-- start --

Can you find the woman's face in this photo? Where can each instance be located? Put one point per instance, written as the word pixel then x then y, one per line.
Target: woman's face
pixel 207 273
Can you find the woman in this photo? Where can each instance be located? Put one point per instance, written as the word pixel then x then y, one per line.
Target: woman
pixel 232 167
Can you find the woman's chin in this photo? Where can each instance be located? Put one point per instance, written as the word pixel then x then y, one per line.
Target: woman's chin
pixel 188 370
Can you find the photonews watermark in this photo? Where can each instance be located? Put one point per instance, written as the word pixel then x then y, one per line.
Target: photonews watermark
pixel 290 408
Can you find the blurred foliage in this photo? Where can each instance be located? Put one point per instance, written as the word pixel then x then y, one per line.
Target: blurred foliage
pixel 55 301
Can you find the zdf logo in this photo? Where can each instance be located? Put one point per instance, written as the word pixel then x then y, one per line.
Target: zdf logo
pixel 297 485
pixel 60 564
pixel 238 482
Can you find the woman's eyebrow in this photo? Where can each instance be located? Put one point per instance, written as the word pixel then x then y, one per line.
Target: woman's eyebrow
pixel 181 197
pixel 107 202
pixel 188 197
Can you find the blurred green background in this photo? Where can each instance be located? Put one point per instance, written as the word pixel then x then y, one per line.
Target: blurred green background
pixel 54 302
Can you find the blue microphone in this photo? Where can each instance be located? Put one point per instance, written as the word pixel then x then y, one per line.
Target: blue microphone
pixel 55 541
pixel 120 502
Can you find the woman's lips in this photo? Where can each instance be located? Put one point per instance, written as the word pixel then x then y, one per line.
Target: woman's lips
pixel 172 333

-- end --

» SET EXERCISE
Format the items above as a two-column CSV with the header row item_text,answer and one row per item. Put each item's text and its answer in one double-quoted field each, with every line break replaced by a space.

» RESPONSE TO THIS EXERCISE
item_text,answer
"Can you find the woman's face in this photo? Where can each instance be located? Put one point per instance, written as the word pixel then x then y, one per line. Target: woman's face","pixel 207 273"
"Can you find the woman in this photo? Where can each instance be located? Put one point per instance, written as the word pixel then x then y, one per line. Target: woman","pixel 232 167"
"Can you find the woman's chin in this photo? Where can each instance be located? Put one point per instance, written as the word pixel then x then y, one per line. Target: woman's chin","pixel 188 370"
"Can you find the photonews watermark in this photo? Where can each instance be located? Put one point per instance, written as the word pixel then x then y, one per line. Target: photonews watermark","pixel 290 408"
"Can you find the blurred foliage in this photo? Where can each instance be located? Put one point per instance, written as the word pixel then x then y, one per line. Target: blurred foliage","pixel 55 301"
"Can you find the zdf logo in this photo? Where can each instance be located? Put one point per instance, written as the word pixel then x then y, one per line. Target: zdf logo","pixel 297 485 pixel 60 564 pixel 238 482"
"Can you find the woman's eyebrow in this photo? Where can each instance be located? Put one point per instance, written as the word pixel then x then y, one per line. Target: woman's eyebrow","pixel 181 197 pixel 107 202 pixel 188 197"
"Can you find the blurred green background in this photo? Where can each instance be located? Put one point per instance, written as the word pixel then x then y, one per line. Target: blurred green background","pixel 54 302"
"Can you find the blue microphone in this photo? Where can each instance be located? Put one point per instance, written as the word pixel then x then y, one per line. Target: blue microphone","pixel 55 541 pixel 120 502"
"Can you find the woman's lips in this photo? Where can each instance be located? Put one point per instance, written as the word pixel then x then y, one per line. Target: woman's lips","pixel 172 333"